■ **What is being asked**:
Answer these from the passage on nanomaterial biosensors for AD:
1. Which printing technique was used to develop the ink-based AgNP electrochemical biosensors?
2. AgNPs are said to be more highly conductive than which nanoparticles?
3. Which three materials does the proposal at the end hybridize?

■ **Passage to read**:
------------------------------------

In recent years, nanoscale functional nanomaterials, such as zero-dimensional (0D), one-dimensional (1D), and two-dimensional (2D) materials, have been frequently utilized as electrochemical biosensors in the detection of AD.^27–29 Metal nanomaterials (i.e., gold, silver, platinum, and copper nanoparticles) and metal–oxide nanomaterials (i.e., ZnO NPs, NiMoO₄ NPs, Co₃O₄ NPs, and CoP NPs) have been used as 0D nanomaterials for electrochemical detection of AD because 0D nanomaterials have exhibited better stability and electrical conductivity.³⁰ Moreover, ink-based AgNP electrochemical biosensors have been developed for AD detection using an inkjet printing technique.³¹ AgNPs are also more highly conductive than copper nanoparticles and are cost-effective when compared with gold and platinum nanoparticles; as a result, AgNPs have received special attention in electrochemical biosensors. On the other hand, metal–oxide nanomaterials,³² NiMoO₄ NPs,^31,32 and Co₃O₄ NPs³³ have been reported for the sensitive and selective detection of AD. However, 0D nanomaterials have a lower surface area, low reproducibility, and a lower detection limit up to concentrations of μg ml⁻¹.^34–36 In the past few years, considerable attention has been directed towards the hybridization of metal nanomaterials with carbon nanomaterials, such as 1D nanomaterials CNT and 2D nanomaterials graphene to improve the electrical conductivity and surface area. The hybridization of metal nanomaterials with CNTs has shown high electric catalytic activity, good stability, and excellent electrochemical performance during AD detection.^37,38 Similarly, graphene has been hybridized with metal nanomaterials (AgNPs) that exhibit good chemical stability during redox activities.^39,40 The metal–graphene and metal-CNT hybrid electrochemical biosensors still have a low surface area and insufficient detection limits up to concentrations of ng ml⁻¹ that cannot diagnose AD in the early stages.^39,41 To overcome the current limitations, we have proposed hybridizing metal nanomaterials (AgNPs), graphene, and CNT, thus providing ample surface area due to their hybrid structures, higher electrical conductivity, and faster electron transfer rates.

------------------------------------

■ **Data extract**:
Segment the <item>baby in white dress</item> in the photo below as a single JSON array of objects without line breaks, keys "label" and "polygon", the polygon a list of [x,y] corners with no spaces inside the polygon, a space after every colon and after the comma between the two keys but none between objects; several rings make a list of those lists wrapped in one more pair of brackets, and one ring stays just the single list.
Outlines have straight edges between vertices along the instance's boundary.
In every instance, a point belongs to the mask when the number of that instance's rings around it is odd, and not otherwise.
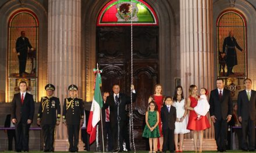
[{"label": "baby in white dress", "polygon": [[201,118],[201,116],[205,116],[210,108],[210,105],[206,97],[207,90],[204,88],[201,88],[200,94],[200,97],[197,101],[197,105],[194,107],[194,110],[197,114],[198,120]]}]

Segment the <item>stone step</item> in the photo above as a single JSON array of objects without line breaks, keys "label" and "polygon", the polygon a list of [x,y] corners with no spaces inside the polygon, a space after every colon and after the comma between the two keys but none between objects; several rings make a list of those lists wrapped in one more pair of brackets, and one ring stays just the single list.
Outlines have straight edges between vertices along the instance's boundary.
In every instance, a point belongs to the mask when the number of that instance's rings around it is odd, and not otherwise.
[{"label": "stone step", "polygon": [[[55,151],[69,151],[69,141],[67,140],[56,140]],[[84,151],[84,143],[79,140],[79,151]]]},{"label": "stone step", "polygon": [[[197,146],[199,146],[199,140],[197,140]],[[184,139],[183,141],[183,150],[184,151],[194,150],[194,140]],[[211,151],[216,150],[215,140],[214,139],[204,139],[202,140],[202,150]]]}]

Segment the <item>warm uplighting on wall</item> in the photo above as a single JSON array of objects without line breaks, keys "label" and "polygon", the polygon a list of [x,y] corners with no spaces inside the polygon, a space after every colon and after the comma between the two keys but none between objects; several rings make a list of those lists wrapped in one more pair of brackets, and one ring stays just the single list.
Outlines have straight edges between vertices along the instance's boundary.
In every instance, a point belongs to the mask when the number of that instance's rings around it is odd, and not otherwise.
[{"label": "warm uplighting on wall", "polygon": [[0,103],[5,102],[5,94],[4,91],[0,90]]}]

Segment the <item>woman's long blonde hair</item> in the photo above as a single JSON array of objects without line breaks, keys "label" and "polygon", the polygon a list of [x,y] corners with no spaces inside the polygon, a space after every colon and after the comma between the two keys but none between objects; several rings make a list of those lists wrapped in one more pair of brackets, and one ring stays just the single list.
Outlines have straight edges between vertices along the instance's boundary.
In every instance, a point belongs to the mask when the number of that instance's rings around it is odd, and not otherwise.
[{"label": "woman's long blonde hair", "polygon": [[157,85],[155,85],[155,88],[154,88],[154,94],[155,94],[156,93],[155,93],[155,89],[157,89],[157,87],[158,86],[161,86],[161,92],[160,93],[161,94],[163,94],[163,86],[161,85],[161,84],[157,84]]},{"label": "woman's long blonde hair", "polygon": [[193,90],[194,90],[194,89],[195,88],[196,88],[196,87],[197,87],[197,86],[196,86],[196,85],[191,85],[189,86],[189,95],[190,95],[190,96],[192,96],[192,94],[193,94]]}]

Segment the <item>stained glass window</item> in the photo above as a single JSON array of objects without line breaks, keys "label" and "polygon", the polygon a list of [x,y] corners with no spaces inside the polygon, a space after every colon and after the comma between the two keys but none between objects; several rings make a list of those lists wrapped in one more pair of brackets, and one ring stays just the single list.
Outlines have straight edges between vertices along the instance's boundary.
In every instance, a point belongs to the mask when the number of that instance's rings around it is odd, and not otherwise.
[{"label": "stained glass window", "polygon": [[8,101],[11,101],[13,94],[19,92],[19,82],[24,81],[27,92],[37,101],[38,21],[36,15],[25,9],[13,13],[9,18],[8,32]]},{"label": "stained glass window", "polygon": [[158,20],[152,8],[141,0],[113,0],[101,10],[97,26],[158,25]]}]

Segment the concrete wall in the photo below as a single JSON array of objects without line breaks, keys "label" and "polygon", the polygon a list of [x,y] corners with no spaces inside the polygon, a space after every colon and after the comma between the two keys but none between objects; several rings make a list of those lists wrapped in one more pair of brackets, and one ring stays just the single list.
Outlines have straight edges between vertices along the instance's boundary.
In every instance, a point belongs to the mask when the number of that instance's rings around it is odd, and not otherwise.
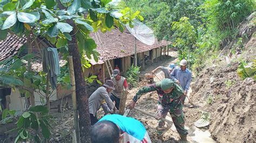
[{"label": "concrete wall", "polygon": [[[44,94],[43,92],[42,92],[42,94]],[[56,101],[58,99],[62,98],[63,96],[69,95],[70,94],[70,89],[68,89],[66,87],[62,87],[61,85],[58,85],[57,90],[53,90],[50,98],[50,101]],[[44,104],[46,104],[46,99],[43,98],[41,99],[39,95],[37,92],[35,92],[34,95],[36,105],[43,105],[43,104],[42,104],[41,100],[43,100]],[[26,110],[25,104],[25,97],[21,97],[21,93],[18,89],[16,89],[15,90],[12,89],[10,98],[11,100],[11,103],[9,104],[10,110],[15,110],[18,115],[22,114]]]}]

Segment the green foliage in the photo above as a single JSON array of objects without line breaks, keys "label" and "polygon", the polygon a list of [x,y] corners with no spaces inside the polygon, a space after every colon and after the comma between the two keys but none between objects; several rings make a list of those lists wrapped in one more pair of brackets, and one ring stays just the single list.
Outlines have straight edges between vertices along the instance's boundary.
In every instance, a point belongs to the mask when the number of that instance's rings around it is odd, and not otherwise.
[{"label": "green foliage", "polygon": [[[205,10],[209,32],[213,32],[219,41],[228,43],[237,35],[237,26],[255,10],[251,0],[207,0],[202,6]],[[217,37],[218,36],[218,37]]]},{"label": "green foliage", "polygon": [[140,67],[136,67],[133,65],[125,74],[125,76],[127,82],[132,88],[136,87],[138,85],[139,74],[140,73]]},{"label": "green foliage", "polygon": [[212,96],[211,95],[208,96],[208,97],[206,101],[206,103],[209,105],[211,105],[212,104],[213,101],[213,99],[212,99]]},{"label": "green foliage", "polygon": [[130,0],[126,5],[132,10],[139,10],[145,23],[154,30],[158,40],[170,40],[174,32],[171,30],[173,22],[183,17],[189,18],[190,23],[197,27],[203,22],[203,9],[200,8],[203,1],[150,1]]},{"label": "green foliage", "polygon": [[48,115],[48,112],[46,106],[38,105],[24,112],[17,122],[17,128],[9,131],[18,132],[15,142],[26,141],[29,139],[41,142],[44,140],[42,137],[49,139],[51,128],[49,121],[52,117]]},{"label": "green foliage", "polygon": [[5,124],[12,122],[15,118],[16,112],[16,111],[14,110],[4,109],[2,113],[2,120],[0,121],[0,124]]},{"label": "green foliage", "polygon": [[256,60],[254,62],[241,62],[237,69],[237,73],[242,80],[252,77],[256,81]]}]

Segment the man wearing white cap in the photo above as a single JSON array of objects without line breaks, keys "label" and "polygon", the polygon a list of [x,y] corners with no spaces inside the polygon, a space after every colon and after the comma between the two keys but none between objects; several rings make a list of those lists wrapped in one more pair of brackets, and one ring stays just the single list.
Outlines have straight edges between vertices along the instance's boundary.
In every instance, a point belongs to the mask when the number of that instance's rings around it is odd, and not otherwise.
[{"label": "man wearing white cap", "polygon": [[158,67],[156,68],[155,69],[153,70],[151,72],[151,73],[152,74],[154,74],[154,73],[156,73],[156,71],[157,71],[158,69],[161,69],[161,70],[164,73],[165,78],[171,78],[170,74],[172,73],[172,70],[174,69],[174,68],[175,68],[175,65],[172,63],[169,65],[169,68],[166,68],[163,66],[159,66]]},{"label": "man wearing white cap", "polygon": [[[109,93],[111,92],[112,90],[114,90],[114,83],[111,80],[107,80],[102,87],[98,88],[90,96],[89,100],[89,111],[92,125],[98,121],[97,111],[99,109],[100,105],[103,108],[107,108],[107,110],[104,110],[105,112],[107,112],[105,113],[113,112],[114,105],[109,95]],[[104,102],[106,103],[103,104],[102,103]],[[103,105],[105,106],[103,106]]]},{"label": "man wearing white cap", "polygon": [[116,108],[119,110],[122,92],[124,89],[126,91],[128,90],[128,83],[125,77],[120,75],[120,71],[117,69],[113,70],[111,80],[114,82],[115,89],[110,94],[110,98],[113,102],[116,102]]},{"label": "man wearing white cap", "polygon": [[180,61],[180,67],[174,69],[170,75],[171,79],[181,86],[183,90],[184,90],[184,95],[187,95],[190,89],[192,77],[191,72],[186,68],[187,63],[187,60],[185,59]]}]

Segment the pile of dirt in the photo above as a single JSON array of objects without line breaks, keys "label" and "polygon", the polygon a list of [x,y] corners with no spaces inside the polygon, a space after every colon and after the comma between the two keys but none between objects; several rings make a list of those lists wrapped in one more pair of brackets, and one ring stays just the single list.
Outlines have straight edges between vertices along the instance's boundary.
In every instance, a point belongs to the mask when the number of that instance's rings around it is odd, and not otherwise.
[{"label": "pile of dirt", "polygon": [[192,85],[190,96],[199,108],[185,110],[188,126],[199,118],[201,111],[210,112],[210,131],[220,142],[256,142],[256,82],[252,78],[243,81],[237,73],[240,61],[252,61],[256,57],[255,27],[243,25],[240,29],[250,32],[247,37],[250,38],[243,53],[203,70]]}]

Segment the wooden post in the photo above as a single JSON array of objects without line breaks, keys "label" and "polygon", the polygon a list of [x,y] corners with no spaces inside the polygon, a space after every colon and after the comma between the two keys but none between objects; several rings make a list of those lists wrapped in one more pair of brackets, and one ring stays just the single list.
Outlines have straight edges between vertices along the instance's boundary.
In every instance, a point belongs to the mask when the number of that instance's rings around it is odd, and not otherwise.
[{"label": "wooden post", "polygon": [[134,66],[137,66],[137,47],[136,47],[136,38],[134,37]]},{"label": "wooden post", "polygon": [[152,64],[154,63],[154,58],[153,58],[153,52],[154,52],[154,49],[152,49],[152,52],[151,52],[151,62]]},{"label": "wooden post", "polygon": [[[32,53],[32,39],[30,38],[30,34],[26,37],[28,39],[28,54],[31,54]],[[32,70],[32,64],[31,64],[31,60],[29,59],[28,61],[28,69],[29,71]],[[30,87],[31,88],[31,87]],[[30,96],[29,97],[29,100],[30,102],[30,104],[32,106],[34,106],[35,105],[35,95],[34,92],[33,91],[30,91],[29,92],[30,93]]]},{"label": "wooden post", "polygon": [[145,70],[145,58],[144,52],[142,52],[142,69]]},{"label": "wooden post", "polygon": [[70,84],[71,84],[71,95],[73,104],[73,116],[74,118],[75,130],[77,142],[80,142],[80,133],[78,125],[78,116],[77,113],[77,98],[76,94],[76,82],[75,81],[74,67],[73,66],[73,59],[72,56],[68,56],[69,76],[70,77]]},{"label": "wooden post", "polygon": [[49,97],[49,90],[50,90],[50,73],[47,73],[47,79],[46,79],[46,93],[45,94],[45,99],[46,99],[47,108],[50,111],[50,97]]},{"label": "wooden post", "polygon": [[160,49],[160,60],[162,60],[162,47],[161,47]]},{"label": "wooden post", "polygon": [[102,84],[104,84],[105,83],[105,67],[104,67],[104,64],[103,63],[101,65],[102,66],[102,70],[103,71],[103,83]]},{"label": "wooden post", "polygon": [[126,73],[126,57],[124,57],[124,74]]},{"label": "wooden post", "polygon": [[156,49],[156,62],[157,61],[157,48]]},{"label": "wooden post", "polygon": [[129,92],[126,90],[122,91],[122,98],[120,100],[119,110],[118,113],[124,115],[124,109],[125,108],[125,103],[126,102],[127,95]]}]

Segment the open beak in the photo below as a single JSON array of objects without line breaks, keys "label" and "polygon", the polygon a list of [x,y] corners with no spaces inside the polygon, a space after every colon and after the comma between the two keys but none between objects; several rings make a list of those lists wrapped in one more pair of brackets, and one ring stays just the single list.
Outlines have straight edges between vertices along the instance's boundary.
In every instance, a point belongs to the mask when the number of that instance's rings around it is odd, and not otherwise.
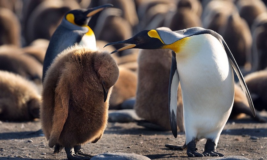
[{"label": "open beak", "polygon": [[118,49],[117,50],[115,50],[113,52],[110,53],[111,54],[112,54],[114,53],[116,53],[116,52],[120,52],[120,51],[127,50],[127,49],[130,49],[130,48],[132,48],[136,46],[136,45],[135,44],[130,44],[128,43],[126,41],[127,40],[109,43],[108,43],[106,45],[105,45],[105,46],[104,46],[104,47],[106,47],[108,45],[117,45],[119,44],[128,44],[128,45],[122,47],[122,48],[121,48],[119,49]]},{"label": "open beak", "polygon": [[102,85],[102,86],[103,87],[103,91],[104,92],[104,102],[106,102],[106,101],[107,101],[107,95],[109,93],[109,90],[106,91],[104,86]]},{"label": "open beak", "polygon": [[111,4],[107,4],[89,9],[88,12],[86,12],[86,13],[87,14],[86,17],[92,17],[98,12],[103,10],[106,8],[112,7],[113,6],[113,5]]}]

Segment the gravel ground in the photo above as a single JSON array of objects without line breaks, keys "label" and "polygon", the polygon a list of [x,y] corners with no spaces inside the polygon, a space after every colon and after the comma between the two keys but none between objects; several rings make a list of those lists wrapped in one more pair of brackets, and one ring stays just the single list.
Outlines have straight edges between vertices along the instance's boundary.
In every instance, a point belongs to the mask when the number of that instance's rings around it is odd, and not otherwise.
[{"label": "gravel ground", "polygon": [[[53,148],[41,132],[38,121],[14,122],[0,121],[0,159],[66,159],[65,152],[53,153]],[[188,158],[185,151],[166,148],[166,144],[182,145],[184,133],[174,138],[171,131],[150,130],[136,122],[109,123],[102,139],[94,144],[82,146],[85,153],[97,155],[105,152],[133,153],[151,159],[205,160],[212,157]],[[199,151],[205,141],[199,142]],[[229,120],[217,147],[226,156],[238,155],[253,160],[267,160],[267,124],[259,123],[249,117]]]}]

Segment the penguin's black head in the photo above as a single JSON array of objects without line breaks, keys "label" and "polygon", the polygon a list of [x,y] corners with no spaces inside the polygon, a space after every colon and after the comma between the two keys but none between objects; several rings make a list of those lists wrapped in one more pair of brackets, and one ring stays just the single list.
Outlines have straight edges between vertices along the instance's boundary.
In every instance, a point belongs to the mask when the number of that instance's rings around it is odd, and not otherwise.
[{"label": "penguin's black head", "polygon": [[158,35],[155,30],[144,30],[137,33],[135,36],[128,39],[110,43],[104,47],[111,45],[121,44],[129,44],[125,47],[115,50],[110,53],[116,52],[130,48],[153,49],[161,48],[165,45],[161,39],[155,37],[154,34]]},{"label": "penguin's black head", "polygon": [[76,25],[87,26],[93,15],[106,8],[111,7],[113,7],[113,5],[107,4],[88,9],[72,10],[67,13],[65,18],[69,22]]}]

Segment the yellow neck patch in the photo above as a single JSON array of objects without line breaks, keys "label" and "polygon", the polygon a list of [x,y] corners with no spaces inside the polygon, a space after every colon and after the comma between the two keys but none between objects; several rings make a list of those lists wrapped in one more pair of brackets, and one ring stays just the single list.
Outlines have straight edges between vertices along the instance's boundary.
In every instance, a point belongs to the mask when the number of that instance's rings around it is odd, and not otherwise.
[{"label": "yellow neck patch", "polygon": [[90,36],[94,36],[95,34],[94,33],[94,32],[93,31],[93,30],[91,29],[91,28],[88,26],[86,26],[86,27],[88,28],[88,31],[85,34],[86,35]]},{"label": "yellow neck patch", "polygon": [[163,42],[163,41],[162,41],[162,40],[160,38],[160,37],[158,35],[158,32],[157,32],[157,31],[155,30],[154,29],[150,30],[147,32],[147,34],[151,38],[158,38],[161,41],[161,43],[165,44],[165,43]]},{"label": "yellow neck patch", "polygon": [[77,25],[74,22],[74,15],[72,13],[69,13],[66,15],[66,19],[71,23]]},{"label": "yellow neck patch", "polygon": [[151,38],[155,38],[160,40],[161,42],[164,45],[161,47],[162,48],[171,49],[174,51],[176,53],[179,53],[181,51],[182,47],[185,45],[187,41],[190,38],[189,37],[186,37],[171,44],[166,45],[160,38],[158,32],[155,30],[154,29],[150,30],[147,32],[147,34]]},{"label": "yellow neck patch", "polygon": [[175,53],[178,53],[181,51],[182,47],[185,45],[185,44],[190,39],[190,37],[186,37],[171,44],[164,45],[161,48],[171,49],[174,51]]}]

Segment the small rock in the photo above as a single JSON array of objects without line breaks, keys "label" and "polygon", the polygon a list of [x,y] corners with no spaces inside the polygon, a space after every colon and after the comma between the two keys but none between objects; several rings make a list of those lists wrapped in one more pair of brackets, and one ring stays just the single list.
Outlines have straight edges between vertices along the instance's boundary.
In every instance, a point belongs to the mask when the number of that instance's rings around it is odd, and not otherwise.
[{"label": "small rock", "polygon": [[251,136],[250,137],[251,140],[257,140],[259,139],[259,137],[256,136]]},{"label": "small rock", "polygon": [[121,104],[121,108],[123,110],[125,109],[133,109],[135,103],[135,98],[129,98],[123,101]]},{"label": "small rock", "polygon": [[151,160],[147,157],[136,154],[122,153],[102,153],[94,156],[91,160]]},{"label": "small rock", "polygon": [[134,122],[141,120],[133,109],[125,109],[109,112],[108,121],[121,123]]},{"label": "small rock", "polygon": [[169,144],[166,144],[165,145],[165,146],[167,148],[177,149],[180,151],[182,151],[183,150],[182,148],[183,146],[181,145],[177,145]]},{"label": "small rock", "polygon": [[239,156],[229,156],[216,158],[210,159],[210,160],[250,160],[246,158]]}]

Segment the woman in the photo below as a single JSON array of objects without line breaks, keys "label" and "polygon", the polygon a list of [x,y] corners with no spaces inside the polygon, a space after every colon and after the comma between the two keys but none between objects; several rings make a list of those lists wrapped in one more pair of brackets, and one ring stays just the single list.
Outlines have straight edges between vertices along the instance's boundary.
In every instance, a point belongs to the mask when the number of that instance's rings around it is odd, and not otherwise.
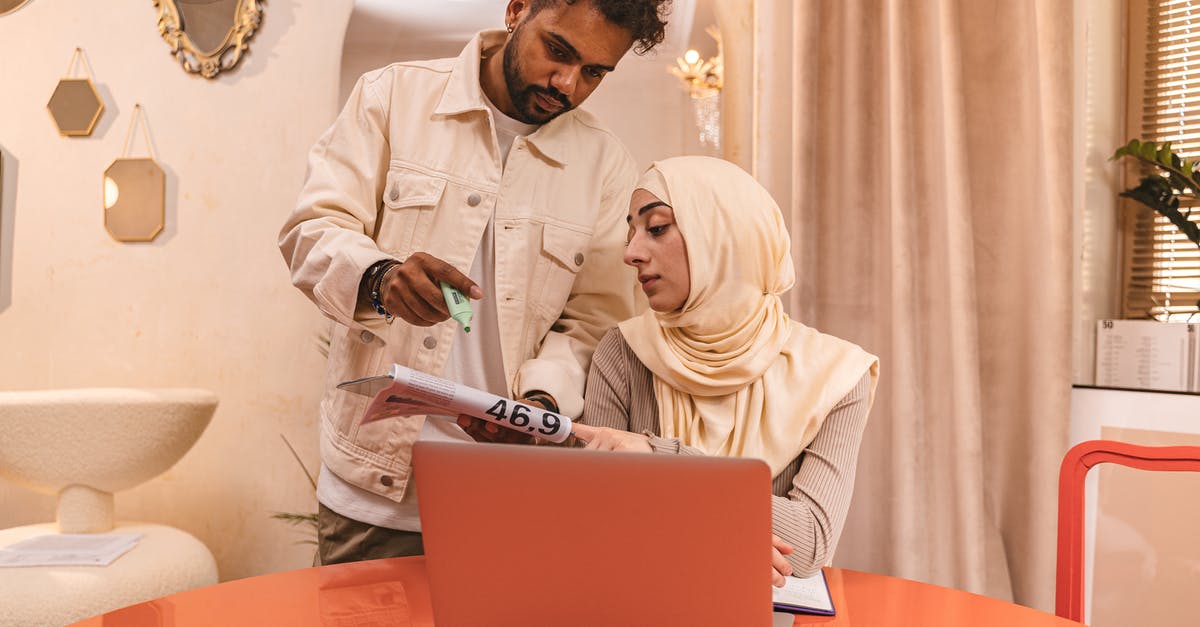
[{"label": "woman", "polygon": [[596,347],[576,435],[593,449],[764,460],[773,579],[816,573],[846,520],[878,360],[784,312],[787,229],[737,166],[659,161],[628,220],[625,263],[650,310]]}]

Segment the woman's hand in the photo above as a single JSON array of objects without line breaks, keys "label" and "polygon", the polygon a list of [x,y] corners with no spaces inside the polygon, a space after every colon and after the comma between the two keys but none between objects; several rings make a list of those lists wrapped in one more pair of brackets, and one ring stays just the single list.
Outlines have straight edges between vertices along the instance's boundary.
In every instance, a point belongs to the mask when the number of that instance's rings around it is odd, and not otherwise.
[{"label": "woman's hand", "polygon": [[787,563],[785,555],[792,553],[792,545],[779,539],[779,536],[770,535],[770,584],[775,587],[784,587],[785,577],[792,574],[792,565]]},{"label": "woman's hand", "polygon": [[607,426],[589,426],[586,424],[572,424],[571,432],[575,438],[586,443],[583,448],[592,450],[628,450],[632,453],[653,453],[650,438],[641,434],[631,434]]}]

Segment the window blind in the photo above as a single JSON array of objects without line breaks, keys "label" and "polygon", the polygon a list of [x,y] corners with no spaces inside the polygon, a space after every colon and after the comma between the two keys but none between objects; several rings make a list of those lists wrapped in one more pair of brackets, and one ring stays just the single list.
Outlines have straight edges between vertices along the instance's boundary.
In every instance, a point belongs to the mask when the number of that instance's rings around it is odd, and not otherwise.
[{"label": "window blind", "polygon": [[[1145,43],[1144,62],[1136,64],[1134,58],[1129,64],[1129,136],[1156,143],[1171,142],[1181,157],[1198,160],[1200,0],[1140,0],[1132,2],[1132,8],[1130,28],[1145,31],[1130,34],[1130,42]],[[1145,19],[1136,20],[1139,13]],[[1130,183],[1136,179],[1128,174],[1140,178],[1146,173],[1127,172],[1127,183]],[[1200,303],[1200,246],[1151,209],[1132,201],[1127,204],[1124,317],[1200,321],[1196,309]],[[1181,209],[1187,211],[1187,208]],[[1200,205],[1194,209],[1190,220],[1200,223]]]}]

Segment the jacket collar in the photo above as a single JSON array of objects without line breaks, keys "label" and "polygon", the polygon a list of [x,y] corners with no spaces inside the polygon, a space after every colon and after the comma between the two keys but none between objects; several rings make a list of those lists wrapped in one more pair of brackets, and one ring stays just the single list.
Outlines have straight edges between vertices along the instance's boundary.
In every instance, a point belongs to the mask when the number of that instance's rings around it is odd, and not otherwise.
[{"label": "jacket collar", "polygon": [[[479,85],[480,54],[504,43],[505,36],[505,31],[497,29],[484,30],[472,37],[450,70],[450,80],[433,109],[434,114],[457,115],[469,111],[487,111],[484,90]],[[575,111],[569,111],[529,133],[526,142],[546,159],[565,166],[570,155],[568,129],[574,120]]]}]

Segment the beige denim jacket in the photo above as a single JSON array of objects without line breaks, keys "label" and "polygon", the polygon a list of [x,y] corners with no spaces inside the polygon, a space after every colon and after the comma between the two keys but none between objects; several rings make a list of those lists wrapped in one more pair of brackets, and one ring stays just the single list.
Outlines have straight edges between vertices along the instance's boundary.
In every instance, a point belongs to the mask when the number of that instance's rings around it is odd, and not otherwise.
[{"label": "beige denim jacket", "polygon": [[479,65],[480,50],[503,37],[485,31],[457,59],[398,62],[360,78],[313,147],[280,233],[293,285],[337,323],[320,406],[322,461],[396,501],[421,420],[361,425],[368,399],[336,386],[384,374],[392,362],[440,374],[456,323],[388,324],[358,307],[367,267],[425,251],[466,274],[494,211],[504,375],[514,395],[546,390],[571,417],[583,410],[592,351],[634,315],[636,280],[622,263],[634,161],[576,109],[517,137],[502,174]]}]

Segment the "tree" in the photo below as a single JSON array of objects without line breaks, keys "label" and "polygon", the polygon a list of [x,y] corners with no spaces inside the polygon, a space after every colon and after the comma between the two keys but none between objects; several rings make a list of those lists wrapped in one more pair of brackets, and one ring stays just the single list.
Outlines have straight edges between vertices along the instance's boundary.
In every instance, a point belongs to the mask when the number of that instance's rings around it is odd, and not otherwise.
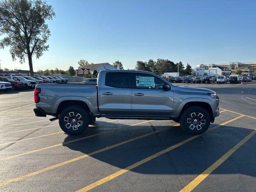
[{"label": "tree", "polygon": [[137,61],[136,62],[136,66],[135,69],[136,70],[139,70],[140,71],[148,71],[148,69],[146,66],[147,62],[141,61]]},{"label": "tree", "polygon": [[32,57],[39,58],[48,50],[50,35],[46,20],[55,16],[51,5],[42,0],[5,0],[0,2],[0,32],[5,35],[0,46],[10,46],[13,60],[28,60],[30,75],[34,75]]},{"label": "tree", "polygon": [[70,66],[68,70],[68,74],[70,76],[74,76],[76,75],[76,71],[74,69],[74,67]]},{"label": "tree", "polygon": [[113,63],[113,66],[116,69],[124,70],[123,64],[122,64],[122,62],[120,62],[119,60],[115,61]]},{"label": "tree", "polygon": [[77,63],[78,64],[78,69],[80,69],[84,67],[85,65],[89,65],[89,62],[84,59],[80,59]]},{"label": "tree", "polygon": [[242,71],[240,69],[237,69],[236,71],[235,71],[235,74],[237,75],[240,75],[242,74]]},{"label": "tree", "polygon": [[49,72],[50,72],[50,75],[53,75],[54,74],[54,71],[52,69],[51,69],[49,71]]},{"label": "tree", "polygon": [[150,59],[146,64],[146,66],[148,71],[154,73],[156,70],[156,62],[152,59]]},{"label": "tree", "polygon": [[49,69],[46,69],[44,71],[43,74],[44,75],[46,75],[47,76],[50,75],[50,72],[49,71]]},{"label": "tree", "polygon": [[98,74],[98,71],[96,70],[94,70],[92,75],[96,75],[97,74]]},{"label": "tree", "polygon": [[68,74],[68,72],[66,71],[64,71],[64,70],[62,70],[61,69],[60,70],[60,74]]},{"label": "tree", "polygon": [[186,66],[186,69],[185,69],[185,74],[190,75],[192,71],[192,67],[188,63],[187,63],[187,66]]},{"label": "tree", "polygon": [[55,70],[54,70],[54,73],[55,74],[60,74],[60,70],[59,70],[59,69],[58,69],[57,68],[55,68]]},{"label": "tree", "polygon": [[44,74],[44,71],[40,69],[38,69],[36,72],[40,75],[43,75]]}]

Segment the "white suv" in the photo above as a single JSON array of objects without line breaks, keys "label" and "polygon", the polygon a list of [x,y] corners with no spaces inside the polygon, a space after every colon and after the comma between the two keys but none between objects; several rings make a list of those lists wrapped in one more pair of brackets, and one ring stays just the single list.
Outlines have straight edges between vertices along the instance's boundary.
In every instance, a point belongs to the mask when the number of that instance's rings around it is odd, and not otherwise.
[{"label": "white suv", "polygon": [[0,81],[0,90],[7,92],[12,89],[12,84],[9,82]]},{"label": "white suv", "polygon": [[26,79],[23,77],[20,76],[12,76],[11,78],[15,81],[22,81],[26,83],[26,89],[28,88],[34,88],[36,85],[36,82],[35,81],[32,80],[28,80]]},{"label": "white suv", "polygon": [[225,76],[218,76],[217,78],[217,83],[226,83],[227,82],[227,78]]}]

------------------------------------

■ **Task response**:
1. Inkjet printing.
2. Copper nanoparticles.
3. Metal nanomaterials (AgNPs), graphene, and CNT.